## QUÉ HACER
Responde a estas preguntas según el texto sobre la divinización de seres humanos:
(a) ¿A qué monarcas rodea más tarde de un aura divina la teoría política iniciada por el culto al soberano?
(b) ¿De qué choque fue uno de los motivos este tema?
(c) ¿A quién dirige Jesús las palabras citadas de Jn 19,11?

Escribe Antonio Piñero:
La divinización de seres humanos, el pensar que existen “hombres divinos” está en el fondo del culto al soberano. Y este es un aspecto importantísimo del culto cívico griego y romano, cuyo clímax se alcanzó en la religiosidad de la época helenística. Tema tremendo que afecta al cristianismo de lleno –como he escrito ya– y que fue uno de los motivos de choque frontal entre la religión pagana y el cristianismo, porque la deificación de un ser humano es un precedente y una vía psicológica por la que los cristianos pudieron considerar a un hombre, Jesús de Nazaret, un ser divino. También es importante ya que el culto al soberano es el inicio de una teoría política por la que se rodea más tarde a los monarcas cristianos de un aura divina, que va desde el Medioevo hasta casi la época moderna. Según Jn 19,11 (escena muy probablemente no histórica) dijo Jesús a Poncio Pilato: “Jesús: «No tendrías contra mí ningún poder, si no se te hubiera dado de arriba»”.

## MATERIAL PROPORCIONADO

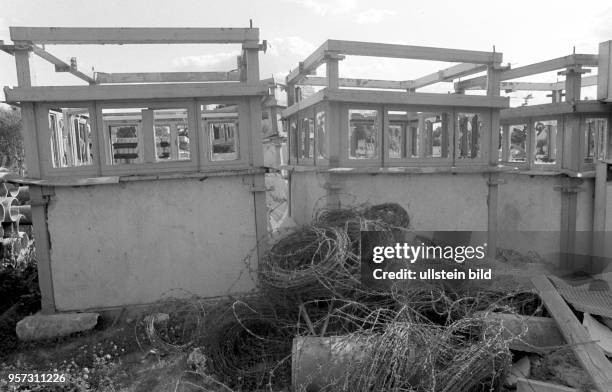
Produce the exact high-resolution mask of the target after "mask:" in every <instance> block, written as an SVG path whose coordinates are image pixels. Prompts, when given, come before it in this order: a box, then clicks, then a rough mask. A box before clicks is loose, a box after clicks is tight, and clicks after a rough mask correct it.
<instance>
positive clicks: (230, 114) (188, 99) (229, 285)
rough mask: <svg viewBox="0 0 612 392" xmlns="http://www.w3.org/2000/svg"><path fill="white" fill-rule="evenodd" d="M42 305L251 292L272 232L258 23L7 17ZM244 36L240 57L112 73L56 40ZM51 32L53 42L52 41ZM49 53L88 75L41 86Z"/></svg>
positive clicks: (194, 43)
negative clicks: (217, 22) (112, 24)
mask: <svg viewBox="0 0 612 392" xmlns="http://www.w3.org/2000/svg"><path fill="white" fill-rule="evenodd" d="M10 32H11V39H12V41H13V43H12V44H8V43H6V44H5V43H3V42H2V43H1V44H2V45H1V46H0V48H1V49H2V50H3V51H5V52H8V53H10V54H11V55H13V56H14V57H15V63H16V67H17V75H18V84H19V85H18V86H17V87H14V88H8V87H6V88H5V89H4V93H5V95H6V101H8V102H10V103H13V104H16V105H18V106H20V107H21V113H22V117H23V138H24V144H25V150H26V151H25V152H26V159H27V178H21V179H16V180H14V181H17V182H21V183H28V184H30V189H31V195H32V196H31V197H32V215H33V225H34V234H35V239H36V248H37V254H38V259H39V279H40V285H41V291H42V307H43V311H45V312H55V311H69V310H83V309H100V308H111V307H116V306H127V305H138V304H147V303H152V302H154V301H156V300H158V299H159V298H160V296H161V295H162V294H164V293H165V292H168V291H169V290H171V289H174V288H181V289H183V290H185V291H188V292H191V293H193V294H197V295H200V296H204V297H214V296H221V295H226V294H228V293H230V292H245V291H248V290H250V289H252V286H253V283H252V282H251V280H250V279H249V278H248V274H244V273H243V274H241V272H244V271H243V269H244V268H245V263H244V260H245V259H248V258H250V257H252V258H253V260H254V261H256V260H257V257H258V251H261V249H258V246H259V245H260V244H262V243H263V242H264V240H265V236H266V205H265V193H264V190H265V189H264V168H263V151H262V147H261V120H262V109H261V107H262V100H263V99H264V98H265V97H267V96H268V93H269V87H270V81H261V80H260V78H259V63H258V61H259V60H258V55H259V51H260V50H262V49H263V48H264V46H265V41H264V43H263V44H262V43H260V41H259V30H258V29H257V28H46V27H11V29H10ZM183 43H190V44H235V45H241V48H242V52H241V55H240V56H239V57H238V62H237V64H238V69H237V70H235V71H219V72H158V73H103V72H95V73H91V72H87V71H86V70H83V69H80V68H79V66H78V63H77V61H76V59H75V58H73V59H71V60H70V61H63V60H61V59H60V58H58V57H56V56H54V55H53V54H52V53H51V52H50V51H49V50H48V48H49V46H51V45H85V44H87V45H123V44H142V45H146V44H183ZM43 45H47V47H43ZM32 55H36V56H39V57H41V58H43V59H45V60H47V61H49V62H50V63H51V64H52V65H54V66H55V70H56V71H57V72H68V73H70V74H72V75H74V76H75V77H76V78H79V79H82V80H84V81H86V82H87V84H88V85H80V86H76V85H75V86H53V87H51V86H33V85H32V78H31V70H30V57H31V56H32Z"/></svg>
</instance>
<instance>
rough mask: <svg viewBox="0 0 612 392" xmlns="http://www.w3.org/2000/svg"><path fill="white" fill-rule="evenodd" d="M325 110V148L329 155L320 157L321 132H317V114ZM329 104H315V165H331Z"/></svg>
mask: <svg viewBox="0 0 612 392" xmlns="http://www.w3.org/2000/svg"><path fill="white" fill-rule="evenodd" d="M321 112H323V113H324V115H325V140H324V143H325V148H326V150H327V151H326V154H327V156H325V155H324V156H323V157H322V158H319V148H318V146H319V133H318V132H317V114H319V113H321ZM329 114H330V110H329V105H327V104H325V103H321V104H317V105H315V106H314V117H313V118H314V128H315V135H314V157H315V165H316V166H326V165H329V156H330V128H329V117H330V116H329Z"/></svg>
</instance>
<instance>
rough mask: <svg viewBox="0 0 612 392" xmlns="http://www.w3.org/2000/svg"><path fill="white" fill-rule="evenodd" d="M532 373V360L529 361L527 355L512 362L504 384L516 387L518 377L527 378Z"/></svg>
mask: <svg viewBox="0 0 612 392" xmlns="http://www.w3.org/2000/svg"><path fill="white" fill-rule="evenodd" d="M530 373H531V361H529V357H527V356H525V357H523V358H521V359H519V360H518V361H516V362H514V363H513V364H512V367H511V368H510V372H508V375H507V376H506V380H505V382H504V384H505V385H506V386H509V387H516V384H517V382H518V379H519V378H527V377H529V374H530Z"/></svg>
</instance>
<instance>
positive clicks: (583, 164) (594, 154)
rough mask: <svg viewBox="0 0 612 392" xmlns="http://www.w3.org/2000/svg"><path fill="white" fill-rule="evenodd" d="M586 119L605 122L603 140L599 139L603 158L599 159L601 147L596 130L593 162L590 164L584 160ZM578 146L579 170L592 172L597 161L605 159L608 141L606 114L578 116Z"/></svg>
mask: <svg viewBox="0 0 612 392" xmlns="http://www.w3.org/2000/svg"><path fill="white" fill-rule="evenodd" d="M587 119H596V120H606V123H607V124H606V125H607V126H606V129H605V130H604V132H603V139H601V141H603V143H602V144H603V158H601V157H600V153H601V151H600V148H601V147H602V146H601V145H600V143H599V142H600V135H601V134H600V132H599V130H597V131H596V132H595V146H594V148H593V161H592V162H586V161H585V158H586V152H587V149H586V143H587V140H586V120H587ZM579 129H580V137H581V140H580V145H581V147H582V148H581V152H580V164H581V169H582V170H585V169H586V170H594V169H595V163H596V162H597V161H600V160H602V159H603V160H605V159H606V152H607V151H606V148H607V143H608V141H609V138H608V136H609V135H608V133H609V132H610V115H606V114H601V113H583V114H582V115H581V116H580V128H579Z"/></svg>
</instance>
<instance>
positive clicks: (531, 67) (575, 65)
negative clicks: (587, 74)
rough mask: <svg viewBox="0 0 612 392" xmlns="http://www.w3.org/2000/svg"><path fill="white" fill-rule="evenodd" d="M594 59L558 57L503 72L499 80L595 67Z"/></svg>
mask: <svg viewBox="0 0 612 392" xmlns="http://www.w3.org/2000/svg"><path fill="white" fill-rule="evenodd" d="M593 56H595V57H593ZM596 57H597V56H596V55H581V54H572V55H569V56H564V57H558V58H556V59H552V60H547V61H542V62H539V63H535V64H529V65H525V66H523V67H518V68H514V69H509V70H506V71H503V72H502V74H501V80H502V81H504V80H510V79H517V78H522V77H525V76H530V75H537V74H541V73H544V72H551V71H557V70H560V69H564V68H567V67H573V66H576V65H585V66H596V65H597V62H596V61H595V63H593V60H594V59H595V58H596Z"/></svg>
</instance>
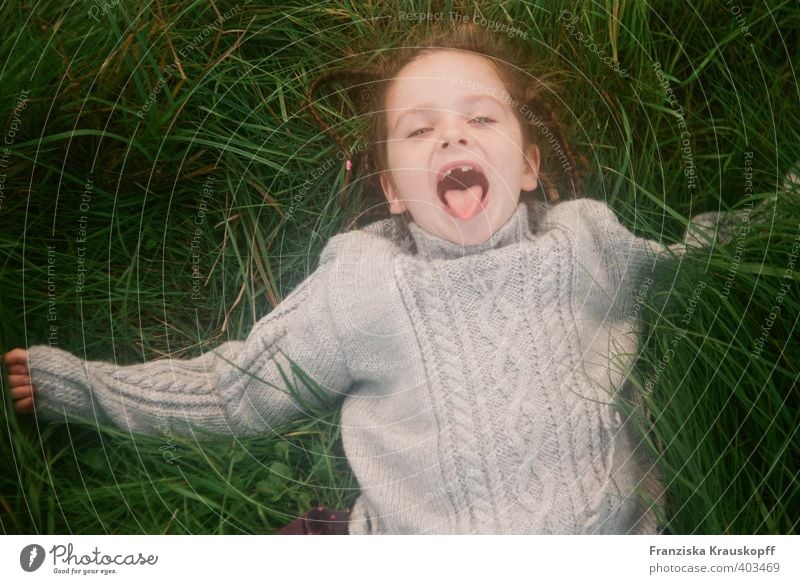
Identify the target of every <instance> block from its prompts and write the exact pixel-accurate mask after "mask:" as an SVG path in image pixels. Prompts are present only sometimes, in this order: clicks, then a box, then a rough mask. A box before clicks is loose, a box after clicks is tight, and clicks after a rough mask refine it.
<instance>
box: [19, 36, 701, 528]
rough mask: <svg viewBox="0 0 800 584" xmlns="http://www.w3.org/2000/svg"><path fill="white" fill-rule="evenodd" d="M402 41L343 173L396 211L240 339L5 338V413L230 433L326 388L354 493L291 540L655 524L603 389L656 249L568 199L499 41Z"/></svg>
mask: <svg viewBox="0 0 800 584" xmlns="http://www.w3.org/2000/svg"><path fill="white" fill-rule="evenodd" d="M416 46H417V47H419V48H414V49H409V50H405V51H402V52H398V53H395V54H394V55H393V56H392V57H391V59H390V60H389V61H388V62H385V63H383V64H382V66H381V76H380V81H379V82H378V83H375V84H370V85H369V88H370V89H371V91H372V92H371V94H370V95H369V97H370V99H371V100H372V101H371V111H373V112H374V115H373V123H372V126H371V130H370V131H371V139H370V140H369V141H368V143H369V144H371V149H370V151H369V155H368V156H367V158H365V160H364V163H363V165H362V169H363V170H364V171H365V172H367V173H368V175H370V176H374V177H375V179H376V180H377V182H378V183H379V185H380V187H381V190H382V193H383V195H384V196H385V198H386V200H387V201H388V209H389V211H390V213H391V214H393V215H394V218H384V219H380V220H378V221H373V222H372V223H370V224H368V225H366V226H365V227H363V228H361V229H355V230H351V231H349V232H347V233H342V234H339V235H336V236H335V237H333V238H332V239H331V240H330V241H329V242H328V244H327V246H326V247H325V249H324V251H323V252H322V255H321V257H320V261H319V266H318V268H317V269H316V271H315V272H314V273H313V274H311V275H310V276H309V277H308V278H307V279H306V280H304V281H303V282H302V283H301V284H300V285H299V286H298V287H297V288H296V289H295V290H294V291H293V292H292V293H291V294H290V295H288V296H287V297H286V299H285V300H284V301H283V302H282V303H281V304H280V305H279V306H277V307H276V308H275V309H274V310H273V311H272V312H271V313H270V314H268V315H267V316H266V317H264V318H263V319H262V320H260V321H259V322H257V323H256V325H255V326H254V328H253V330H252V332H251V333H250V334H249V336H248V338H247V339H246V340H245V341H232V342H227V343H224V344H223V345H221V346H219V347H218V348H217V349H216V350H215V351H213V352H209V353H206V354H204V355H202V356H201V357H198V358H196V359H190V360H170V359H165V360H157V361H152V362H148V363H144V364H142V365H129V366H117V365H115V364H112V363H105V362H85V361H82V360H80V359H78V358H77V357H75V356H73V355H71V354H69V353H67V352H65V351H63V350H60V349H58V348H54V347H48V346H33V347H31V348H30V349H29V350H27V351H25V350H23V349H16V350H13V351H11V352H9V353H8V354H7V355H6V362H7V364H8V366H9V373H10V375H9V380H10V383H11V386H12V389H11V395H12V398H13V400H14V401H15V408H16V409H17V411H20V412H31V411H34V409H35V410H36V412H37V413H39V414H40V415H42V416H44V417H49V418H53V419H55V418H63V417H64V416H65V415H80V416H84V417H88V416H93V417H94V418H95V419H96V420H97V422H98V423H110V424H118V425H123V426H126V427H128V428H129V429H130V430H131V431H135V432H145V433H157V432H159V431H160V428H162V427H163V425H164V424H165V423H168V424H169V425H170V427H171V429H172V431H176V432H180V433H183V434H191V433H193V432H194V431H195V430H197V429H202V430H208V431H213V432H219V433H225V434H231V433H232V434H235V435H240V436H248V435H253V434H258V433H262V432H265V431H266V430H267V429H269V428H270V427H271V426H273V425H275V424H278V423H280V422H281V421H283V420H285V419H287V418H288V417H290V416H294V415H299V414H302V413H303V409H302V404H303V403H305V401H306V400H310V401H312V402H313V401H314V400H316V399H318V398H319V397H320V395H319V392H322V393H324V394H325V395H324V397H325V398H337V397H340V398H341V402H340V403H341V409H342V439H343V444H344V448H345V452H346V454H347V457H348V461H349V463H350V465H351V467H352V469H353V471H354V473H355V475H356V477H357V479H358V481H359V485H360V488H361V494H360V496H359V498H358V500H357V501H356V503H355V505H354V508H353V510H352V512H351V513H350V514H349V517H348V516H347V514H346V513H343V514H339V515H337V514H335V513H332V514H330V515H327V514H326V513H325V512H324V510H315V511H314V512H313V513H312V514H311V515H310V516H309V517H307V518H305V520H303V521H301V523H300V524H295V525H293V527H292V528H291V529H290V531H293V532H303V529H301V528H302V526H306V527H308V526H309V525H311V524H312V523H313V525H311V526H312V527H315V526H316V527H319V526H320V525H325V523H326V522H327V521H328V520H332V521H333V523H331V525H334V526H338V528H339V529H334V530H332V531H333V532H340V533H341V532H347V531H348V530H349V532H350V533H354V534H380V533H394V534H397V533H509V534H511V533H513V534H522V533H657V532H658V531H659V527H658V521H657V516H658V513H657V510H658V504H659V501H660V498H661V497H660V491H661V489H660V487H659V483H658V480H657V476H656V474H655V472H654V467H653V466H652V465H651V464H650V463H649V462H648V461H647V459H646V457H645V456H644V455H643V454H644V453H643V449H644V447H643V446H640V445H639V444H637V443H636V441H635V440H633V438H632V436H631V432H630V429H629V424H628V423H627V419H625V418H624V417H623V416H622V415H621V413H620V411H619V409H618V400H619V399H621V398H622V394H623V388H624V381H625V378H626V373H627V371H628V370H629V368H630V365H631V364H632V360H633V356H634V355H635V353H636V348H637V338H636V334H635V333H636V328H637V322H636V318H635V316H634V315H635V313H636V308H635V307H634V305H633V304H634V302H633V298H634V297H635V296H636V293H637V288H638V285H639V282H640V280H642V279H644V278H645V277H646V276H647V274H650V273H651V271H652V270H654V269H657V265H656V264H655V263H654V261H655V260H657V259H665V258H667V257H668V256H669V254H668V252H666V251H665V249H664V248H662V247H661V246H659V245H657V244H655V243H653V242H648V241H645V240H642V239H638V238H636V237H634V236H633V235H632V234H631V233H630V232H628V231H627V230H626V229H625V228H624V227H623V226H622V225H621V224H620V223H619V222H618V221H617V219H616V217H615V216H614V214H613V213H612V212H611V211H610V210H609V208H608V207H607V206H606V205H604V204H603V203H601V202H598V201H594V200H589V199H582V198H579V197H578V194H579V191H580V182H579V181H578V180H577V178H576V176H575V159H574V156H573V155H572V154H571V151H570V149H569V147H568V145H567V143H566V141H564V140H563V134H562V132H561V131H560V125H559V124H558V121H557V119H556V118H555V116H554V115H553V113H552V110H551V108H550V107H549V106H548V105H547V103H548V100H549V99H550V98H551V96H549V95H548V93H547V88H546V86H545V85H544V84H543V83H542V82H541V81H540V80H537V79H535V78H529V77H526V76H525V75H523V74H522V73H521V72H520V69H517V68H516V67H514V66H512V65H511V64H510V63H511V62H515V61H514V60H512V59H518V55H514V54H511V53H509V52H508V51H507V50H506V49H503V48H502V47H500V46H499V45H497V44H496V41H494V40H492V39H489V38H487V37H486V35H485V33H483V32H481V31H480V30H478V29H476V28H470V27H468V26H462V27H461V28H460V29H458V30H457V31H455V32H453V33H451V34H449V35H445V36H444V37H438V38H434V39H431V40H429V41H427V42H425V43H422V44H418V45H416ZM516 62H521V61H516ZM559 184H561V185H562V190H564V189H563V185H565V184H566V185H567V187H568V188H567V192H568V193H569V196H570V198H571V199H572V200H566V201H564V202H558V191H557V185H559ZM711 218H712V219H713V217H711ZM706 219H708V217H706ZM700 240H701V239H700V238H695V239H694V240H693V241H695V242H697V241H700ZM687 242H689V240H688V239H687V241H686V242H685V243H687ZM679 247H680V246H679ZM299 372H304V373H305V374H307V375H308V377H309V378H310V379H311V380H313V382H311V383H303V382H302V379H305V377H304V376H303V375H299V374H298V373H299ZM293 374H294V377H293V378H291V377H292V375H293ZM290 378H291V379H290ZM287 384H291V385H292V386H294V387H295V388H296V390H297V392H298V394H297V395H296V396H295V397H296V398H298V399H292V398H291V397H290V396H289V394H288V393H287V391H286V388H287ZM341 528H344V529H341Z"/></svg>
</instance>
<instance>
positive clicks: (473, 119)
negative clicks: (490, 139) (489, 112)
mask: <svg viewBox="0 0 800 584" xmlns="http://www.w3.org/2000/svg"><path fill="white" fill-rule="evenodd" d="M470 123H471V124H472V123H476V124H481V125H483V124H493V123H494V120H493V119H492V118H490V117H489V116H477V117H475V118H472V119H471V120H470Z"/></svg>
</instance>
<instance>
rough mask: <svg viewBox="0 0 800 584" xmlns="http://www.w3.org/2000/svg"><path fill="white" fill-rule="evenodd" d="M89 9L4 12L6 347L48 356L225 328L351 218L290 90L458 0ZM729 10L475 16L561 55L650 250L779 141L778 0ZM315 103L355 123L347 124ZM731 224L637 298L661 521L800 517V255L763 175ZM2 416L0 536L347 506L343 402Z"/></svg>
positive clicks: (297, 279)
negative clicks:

## RESULTADO DEL EJERCICIO
(a) A los monarcas cristianos, desde el Medioevo hasta casi la época moderna.
(b) Del choque frontal entre la religión pagana y el cristianismo.
(c) A Poncio Pilato.